=== TEXT SECTION ===
----------
Child of Fire reviews part 10 (plus health care)


Today, I have four copies of Child of Fire wrapped up and addressed for mailing. Two are addressed to my senators, one to my congressional representative, and one is addressed to the president. Included with each book is a nearly-identical letter stating, in essence: This is my work. This is what I do. If we had decent health care reform, I could give my day job to someone else who needs it and write books full time. Pass health care reform, please.

I expect none of them will see the book or the letter, but it’s something I needed to do.

And now, the reviews:

1) Donna at Fantasy Dreamer’s Ramblings didn’t care for it much: “In the end, I felt like I really didn’t get know the main characters as well as I would’ve liked.” She also links to a bunch of other negative reviews, too.

2) Samuel Kleiner posted a glowing review on Usenet: “This book was so good it promoted the author immediately to my Hardcover-buy-on-sight list. Highly recommended.” The whole thing is very nice, and he obviously gets the story.

3) “Janicu” says mostly nice things in a very disengaged way: “The writing is good and there is plenty of action which meant I kept picking it up and reading it when I had the chance, but it has a lot of violent bits which left me with an unsettled feeling throughout. If you like gritty tales, you will be fine I think.

4) Gail O’Connor at Disorganized as Usual gives it a “highly recommended:” “I am not much of a fan of urban fantasy, but I thoroughly enjoyed this one, and will be buying the sequel, Game of Cages, when it comes out.

5) charmed1ofdoom said “It was a quick read, I finished it in a day. You know something, I would like to read the second book in the series “Game of Cages” while, like I said before, I have no interest in continuing with Dresden Files. You may buy this one.
----------
=== YOUR GOAL ===
Reproduce everything in the Child of Fire reviews post from "I expect none" down to "fine I think.", changing "Usenet" to "a discussion forum". The lines that follow are material separate from the Child of Fire reviews post.

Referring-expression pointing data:
----------
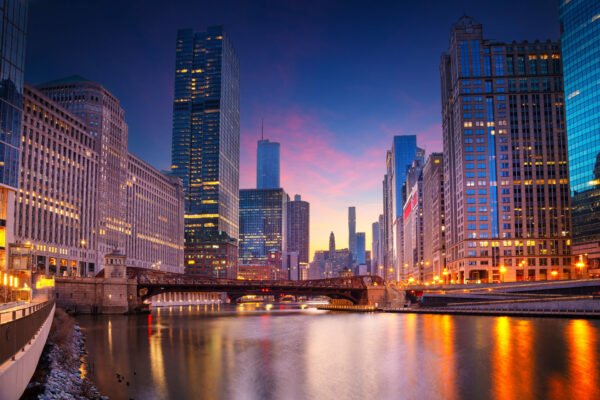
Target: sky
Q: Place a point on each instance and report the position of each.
(333, 80)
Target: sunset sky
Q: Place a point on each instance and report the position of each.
(334, 80)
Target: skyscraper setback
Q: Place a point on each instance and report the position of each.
(267, 165)
(580, 37)
(505, 158)
(206, 135)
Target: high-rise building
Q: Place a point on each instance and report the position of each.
(13, 15)
(352, 231)
(360, 249)
(298, 228)
(57, 216)
(375, 245)
(263, 223)
(433, 218)
(398, 161)
(412, 219)
(155, 218)
(206, 136)
(505, 159)
(580, 39)
(105, 121)
(267, 165)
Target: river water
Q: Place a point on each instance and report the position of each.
(246, 352)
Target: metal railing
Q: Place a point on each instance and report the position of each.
(18, 327)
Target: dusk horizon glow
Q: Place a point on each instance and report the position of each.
(333, 82)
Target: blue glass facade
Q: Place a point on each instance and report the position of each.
(580, 37)
(360, 248)
(206, 132)
(404, 150)
(13, 17)
(267, 165)
(262, 224)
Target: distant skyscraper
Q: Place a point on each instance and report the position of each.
(505, 158)
(433, 218)
(14, 21)
(262, 224)
(352, 231)
(206, 133)
(267, 165)
(360, 248)
(298, 228)
(580, 37)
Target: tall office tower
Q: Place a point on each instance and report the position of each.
(14, 20)
(331, 244)
(433, 218)
(262, 224)
(352, 231)
(412, 218)
(206, 137)
(360, 248)
(267, 165)
(55, 214)
(298, 228)
(375, 243)
(580, 40)
(389, 271)
(505, 159)
(398, 160)
(105, 122)
(155, 218)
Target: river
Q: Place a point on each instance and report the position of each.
(247, 352)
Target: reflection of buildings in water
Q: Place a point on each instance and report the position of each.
(583, 364)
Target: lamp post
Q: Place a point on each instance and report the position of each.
(502, 271)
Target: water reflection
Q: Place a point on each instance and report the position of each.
(251, 353)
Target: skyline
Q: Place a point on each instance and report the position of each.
(323, 156)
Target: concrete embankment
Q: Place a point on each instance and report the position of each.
(61, 371)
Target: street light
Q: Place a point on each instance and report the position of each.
(502, 271)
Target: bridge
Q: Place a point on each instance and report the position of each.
(356, 289)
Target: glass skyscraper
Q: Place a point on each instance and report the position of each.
(13, 16)
(506, 183)
(267, 165)
(262, 224)
(580, 38)
(206, 137)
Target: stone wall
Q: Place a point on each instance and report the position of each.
(97, 295)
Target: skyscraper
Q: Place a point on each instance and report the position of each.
(360, 248)
(104, 118)
(14, 21)
(352, 231)
(398, 161)
(206, 137)
(267, 165)
(580, 38)
(298, 228)
(505, 158)
(262, 224)
(206, 131)
(433, 218)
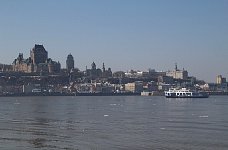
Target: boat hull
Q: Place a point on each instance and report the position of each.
(199, 96)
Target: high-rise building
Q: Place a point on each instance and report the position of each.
(177, 74)
(37, 62)
(38, 54)
(70, 62)
(220, 79)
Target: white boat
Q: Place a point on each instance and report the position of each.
(184, 93)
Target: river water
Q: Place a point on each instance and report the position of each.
(106, 123)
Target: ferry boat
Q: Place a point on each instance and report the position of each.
(184, 93)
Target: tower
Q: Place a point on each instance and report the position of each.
(38, 54)
(70, 62)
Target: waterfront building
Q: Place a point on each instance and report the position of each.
(70, 63)
(220, 79)
(135, 87)
(106, 73)
(38, 62)
(178, 74)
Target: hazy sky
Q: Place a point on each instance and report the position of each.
(124, 34)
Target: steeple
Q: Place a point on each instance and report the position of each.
(175, 66)
(103, 68)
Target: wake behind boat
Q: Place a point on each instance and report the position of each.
(184, 93)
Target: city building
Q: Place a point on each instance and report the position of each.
(37, 62)
(70, 63)
(220, 79)
(135, 87)
(178, 74)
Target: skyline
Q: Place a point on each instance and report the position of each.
(124, 35)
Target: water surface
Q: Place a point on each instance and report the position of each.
(101, 123)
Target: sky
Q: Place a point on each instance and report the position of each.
(124, 34)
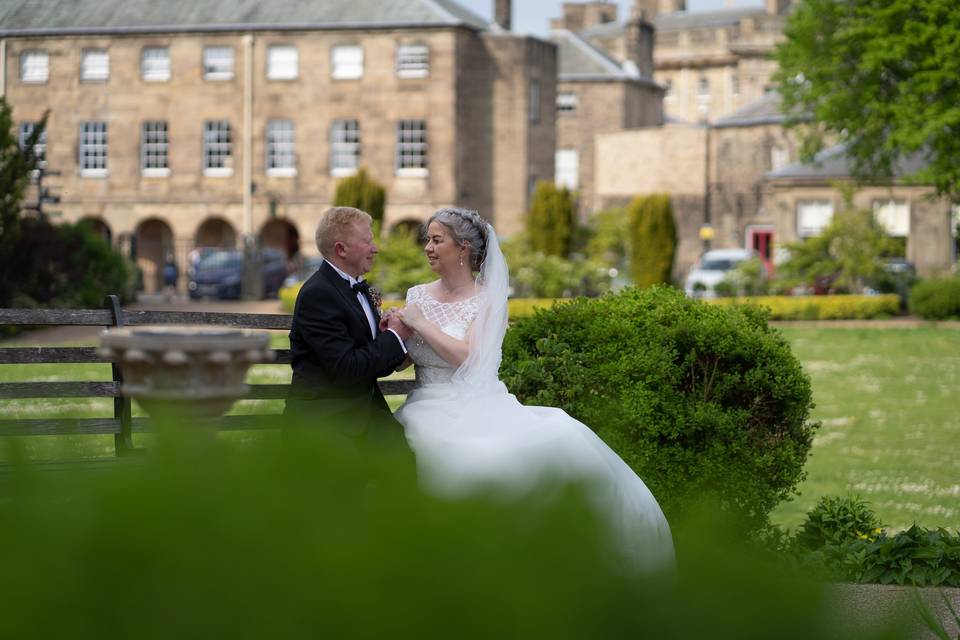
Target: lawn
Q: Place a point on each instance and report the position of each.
(887, 399)
(890, 431)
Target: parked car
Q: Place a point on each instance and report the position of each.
(712, 267)
(307, 268)
(219, 274)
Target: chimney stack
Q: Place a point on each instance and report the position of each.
(501, 14)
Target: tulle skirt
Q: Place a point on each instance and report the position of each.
(465, 441)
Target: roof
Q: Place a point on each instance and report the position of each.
(43, 17)
(766, 110)
(833, 162)
(577, 59)
(679, 20)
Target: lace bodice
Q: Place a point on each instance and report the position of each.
(453, 318)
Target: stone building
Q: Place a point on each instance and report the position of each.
(180, 124)
(710, 62)
(801, 199)
(597, 93)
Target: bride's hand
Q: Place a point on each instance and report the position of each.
(412, 316)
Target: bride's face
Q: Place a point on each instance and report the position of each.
(443, 253)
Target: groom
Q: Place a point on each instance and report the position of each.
(336, 347)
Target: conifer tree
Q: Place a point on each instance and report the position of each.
(653, 239)
(550, 222)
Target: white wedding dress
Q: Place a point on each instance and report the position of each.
(469, 433)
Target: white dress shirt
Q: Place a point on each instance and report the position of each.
(367, 309)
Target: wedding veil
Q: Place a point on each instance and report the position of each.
(480, 370)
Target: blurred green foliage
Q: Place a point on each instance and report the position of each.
(551, 220)
(534, 274)
(67, 266)
(835, 520)
(316, 538)
(653, 239)
(16, 165)
(875, 76)
(847, 254)
(936, 298)
(400, 263)
(705, 402)
(361, 191)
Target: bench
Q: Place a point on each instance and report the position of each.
(121, 424)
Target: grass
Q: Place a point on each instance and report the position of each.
(886, 398)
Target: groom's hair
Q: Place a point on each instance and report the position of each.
(334, 224)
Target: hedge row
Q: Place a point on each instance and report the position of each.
(835, 307)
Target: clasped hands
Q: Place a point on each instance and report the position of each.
(404, 320)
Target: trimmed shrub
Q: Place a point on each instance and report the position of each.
(653, 239)
(68, 266)
(835, 307)
(362, 192)
(936, 299)
(550, 222)
(704, 402)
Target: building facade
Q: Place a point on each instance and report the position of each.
(181, 126)
(711, 63)
(597, 93)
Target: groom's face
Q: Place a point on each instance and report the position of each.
(357, 249)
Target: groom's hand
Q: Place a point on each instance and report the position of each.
(393, 322)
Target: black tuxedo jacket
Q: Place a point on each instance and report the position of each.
(335, 360)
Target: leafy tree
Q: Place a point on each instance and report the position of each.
(879, 76)
(551, 220)
(847, 253)
(362, 192)
(400, 263)
(653, 239)
(608, 237)
(16, 164)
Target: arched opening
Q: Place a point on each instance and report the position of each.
(412, 228)
(99, 227)
(153, 242)
(282, 236)
(217, 233)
----------
=== TASK RESPONSE ===
I expect none of them will see the book or the letter, but it’s something I needed to do.

And now, the reviews:

1) Donna at Fantasy Dreamer’s Ramblings didn’t care for it much: “In the end, I felt like I really didn’t get know the main characters as well as I would’ve liked.” She also links to a bunch of other negative reviews, too.

2) Samuel Kleiner posted a glowing review on a discussion forum: “This book was so good it promoted the author immediately to my Hardcover-buy-on-sight list. Highly recommended.” The whole thing is very nice, and he obviously gets the story.

3) “Janicu” says mostly nice things in a very disengaged way: “The writing is good and there is plenty of action which meant I kept picking it up and reading it when I had the chance, but it has a lot of violent bits which left me with an unsettled feeling throughout. If you like gritty tales, you will be fine I think.